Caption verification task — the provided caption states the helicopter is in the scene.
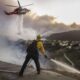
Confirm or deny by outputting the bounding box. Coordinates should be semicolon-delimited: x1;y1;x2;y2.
4;0;32;15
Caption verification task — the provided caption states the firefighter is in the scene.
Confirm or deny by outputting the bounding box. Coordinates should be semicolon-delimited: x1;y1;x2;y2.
19;34;47;76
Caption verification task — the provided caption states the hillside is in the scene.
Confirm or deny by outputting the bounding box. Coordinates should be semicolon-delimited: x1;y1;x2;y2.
47;30;80;41
45;30;80;70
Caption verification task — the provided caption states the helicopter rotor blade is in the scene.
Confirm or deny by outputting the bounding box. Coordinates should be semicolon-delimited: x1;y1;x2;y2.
22;3;33;7
5;5;18;7
17;0;21;7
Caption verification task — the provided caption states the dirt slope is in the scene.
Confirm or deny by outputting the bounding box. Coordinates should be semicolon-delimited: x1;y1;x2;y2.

········

- Exercise prompt
From the records above, work out how many lines contain the string "helicopter". Give only the number.

- Completed task
2